- Task details -
Find each line in the material below that contains the word "panel" and copy those lines.

- Stored data -
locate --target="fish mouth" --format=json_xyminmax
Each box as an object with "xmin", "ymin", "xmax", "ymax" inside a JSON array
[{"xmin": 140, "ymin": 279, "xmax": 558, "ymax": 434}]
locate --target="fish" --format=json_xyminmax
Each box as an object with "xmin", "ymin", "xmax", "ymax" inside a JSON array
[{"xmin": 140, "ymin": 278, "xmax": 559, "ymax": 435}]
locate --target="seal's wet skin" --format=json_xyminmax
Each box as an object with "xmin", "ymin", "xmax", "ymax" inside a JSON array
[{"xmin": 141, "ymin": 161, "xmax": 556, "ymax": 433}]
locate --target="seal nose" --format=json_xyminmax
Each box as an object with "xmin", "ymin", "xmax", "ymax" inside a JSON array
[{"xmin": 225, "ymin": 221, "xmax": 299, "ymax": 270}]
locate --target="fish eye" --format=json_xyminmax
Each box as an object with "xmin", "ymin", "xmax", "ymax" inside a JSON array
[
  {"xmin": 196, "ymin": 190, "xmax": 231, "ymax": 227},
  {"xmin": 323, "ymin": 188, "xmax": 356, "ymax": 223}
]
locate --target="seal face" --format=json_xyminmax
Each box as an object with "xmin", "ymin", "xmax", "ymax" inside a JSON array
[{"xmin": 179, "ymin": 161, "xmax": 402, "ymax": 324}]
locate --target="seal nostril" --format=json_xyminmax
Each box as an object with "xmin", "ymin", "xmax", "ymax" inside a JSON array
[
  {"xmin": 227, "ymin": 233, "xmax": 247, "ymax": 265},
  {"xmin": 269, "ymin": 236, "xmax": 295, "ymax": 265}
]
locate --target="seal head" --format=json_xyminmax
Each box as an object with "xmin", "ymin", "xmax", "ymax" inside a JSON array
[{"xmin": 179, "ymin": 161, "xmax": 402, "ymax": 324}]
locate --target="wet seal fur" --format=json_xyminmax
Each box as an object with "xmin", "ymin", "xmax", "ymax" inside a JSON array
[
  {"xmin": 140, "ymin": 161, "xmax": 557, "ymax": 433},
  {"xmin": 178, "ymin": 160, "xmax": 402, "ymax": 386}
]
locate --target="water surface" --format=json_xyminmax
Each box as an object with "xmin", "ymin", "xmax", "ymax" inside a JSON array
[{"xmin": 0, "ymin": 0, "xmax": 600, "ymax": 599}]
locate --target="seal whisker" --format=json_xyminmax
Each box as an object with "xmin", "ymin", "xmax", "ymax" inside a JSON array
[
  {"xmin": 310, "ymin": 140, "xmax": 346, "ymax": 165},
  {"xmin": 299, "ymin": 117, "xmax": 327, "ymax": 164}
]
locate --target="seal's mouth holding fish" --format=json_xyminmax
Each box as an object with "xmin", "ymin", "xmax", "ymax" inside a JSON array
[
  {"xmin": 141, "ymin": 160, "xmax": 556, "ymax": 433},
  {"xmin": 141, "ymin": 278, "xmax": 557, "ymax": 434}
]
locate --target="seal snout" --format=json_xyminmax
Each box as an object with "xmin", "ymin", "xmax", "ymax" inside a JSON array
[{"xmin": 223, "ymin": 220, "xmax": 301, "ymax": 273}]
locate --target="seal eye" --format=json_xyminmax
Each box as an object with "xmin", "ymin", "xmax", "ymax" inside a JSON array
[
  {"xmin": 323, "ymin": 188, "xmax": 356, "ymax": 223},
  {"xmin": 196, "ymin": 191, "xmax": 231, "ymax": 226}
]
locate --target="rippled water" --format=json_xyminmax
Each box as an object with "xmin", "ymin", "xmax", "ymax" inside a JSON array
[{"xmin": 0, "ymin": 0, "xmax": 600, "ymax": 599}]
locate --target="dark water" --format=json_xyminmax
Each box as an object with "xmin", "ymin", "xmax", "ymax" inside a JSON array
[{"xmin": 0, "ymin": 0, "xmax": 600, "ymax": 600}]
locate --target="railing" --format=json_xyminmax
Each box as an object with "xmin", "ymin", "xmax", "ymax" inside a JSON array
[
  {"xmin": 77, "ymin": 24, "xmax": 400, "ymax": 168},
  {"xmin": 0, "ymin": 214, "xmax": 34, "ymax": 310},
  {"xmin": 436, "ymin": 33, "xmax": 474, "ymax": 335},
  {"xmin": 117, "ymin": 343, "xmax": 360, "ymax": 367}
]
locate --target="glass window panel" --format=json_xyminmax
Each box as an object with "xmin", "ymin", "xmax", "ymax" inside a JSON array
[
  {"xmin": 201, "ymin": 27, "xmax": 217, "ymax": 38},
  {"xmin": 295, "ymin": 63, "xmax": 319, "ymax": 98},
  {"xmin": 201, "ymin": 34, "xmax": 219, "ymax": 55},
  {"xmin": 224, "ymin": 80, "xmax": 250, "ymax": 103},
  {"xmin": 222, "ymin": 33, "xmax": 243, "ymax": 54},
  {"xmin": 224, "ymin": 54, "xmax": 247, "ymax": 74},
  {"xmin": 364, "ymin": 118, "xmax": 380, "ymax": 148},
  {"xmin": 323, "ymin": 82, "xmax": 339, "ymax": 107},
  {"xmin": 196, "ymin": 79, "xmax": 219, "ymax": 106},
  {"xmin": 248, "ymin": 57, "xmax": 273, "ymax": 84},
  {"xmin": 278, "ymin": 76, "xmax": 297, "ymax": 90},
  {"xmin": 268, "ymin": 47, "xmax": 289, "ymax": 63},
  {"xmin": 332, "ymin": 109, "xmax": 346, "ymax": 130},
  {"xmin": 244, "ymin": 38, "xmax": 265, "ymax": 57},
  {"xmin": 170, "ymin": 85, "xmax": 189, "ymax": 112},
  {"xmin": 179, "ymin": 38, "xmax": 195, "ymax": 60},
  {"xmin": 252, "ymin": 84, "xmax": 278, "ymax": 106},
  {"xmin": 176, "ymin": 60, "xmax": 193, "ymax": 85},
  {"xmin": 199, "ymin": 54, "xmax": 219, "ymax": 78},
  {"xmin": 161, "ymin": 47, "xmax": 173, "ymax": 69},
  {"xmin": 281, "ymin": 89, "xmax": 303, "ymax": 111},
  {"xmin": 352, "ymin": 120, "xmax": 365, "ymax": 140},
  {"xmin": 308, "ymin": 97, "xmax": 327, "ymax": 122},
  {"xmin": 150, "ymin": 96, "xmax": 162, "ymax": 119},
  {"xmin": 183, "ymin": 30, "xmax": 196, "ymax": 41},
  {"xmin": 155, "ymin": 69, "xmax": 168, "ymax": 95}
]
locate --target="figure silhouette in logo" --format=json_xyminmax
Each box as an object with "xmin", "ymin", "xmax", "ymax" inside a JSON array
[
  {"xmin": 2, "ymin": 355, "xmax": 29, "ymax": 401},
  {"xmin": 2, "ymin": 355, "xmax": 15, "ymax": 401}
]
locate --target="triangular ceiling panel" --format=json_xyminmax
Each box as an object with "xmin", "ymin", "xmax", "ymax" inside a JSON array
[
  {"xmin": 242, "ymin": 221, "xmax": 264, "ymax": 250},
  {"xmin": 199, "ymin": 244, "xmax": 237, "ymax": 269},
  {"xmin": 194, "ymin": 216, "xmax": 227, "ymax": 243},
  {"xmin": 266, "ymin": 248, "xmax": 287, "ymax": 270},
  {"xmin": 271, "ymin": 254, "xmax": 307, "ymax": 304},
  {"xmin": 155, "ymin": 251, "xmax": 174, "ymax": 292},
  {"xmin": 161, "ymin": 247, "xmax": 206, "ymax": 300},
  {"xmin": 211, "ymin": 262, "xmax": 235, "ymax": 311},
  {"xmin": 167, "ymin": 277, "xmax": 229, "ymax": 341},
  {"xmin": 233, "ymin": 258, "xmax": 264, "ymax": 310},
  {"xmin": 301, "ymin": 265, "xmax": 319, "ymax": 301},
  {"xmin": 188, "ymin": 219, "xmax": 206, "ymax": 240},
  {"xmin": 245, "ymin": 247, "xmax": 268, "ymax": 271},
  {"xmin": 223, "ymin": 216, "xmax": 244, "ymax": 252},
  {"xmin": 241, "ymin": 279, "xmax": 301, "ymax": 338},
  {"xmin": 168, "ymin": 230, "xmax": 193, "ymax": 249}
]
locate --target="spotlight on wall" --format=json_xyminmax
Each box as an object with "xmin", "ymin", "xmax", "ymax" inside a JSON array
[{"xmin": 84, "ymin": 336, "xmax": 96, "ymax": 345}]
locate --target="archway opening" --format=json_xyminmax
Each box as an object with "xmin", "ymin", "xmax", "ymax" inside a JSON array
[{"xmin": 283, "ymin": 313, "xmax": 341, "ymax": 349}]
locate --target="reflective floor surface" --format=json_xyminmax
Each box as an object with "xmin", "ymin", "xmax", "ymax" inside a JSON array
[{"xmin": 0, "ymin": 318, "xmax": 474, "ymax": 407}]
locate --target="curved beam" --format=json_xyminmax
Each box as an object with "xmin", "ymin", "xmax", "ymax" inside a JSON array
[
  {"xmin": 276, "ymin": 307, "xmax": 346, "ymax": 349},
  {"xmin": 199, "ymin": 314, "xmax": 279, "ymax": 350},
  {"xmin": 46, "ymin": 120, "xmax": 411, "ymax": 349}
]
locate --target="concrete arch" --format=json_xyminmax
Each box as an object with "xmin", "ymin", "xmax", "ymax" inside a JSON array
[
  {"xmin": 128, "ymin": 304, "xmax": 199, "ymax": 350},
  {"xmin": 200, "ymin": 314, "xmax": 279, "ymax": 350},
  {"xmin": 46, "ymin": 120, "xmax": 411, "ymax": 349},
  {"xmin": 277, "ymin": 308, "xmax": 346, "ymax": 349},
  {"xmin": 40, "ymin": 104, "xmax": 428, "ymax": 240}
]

- Written reply -
locate --target="glass window panel" --format=json_xyminmax
locate --target="triangular ceiling panel" --format=json_xyminmax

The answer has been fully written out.